PASSAGE PROVIDED:
-*-

In the “Deep State: Inside the Government Secrecy Industry,” Marc Ambinder and D.B. Grady report that the incident occurred while Ahmadinejad was in New York to give a speech at the United Nations. As he and his entourage were getting into their motorcade one morning, a Secret Service agent discharged a shotgun in the direction of the Iranian delegation, allegedly by accident.

Ahmadinejad and the Iranian delegation reportedly looked in the direction of the shooter before going on their way.

“When I read that, I remember closing my eyes,” a source who read the intelligence brief on the subject at the time told Ambinder and Grady, indicating that White House officials feared Ahmadinejad would use the incident as a mallet to bash the United States.

But to the surprise of the White House, Ahmadinejad never mentioned it in public.

Ahmadinejad is currently finishing up the final months of his 8-year, two-term tenure as Iranian president.

UPDATE 6:42 p.m.: 

Secret Service spokesman Edwin Donovan tells The Daily Caller that the claims in the book excerpt, including the year of the incident, are “not accurate at all.”

“I mean, the year is off, the weapons are off, the location’s off,” he said. “There’s nobody in the vicinity.”

Donovan also provided an emailed statement on the Secret Service’s position on the matter.

“In September of 2007, one of our personnel assigned to the Iranian presidential protective detail accidentally discharged one round from a Heckler & Koch MP-5 into the floorboard of a Secret Service vehicle while conducting an equipment inspection,” he said in the statement.

“At the time of the discharge the vehicle was parked in a motorcade staging area at the United Nations. There were no protectees or foreign security personnel in the vicinity of the vehicle at the time of the discharge. There were no injuries sustained by anyone as a result of the incident.”

“The Secret Service takes weapons handling and safety very seriously and a full investigation was conducted by our Inspection Division at that time,” the statement continued. “This matter was handled internally and in an appropriate manner.”

-*-

ACTION ITEM A:
Answer the following questions about the article on the reported Secret Service incident, one per line:
(i) According to the book's account, what type of weapon did the agent discharge?
(ii) Who is the Secret Service spokesman quoted in the update?
(iii) Which division of the Secret Service conducted the investigation, according to the statement?
ACTION ITEM B:
Summarize the article on the reported Secret Service incident in two sentences.

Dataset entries
-*-

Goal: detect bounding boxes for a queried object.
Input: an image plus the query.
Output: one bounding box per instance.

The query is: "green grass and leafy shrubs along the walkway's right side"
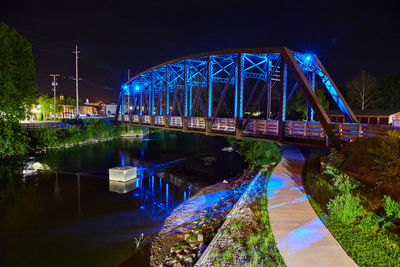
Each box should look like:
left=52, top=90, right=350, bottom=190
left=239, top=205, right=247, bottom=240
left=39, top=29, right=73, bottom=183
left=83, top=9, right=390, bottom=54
left=303, top=152, right=400, bottom=266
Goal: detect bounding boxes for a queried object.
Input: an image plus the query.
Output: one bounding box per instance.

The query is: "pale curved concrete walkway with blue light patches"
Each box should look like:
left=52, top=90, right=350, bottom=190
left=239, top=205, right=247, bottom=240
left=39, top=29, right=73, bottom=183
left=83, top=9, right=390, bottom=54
left=268, top=146, right=357, bottom=267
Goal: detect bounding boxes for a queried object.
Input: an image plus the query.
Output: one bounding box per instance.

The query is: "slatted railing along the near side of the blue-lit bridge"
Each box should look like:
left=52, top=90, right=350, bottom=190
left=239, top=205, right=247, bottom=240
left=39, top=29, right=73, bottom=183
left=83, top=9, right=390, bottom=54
left=119, top=115, right=398, bottom=146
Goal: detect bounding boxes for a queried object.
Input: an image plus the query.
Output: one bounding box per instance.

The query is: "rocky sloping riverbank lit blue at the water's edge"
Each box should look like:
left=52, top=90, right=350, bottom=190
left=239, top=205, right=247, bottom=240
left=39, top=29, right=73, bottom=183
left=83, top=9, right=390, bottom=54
left=150, top=172, right=253, bottom=266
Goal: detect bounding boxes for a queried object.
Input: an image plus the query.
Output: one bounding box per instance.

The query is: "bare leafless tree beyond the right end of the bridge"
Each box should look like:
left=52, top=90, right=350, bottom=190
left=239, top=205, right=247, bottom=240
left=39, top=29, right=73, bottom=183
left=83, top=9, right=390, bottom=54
left=346, top=70, right=379, bottom=110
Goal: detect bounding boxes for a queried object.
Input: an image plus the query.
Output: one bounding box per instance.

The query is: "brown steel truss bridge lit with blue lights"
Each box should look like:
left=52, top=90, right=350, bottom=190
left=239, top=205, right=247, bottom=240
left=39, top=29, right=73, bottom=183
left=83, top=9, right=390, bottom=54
left=116, top=47, right=396, bottom=149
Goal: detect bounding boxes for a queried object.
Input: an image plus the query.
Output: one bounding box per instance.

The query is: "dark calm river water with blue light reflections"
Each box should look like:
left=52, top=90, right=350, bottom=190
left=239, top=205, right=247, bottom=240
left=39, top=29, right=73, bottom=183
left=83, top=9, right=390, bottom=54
left=0, top=132, right=243, bottom=266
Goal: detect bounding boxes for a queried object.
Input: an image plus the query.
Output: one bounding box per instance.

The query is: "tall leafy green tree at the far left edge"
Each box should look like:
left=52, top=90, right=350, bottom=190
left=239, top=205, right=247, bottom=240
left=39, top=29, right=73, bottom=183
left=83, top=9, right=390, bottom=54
left=0, top=23, right=38, bottom=154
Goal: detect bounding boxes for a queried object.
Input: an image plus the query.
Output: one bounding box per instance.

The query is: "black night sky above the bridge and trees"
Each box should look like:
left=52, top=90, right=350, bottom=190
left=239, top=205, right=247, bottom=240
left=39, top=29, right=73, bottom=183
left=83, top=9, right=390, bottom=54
left=0, top=0, right=400, bottom=102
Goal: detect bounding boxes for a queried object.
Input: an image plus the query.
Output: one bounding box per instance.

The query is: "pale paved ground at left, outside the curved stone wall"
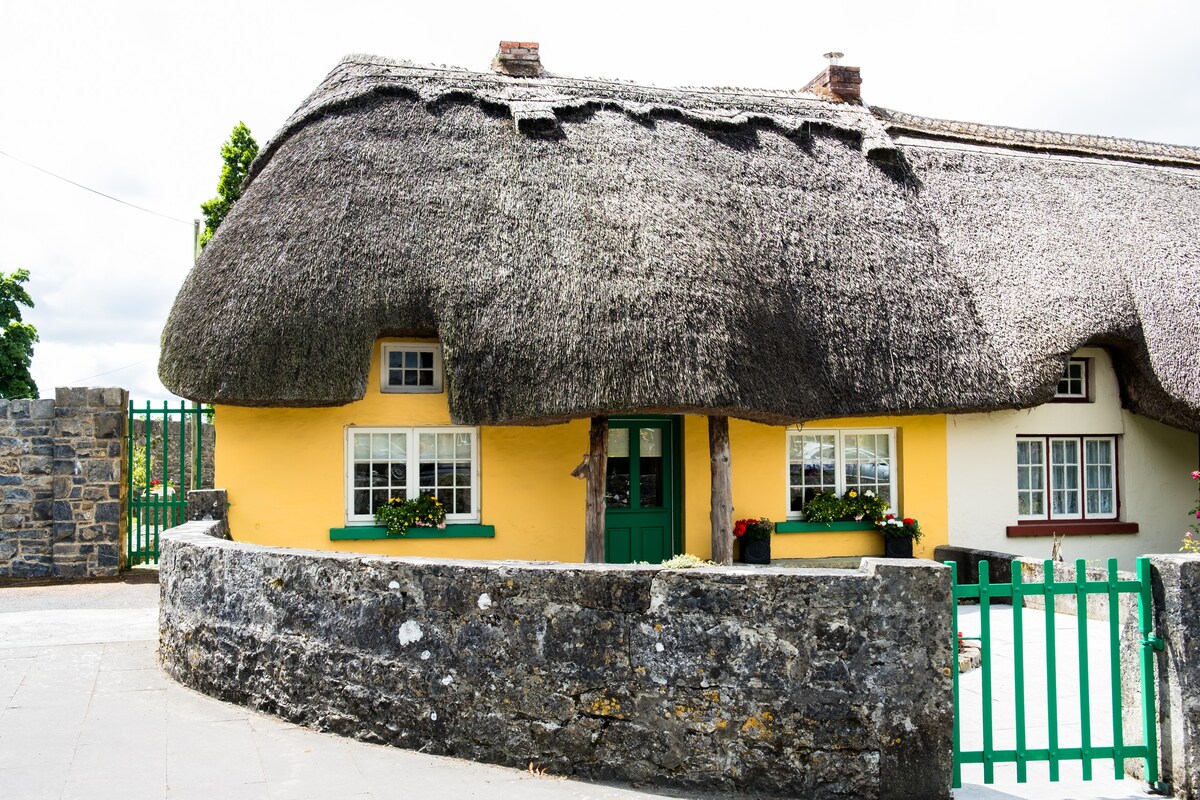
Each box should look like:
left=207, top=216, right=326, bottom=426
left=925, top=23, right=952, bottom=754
left=0, top=583, right=681, bottom=800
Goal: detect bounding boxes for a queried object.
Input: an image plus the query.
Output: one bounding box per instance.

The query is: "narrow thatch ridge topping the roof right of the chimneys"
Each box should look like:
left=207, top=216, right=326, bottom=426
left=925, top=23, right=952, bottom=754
left=871, top=106, right=1200, bottom=168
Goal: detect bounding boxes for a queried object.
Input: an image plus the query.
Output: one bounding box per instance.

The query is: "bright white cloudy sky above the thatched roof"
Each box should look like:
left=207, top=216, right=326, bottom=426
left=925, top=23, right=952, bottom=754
left=0, top=0, right=1200, bottom=401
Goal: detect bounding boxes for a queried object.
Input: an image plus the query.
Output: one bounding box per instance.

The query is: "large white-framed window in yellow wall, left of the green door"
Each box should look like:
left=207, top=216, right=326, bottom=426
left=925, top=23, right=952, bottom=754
left=346, top=427, right=479, bottom=525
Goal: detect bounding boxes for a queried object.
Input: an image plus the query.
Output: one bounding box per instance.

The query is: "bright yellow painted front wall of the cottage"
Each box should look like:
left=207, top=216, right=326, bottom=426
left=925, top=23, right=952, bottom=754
left=215, top=339, right=947, bottom=561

-*-

TASK RESPONSE A:
(i) A shotgun
(ii) Edwin Donovan
(iii) The Inspection Division

TASK RESPONSE B:
A book by Marc Ambinder and D.B. Grady reports that, while Ahmadinejad was in New York to speak at the United Nations, a Secret Service agent discharged a shotgun in the direction of the Iranian delegation, allegedly by accident, though Ahmadinejad never mentioned it in public. Secret Service spokesman Edwin Donovan called the claims "not accurate at all" and stated that in September 2007 an agent accidentally fired one round from a Heckler & Koch MP-5 into the floorboard of a parked vehicle at the United Nations, with no protectees nearby and no injuries.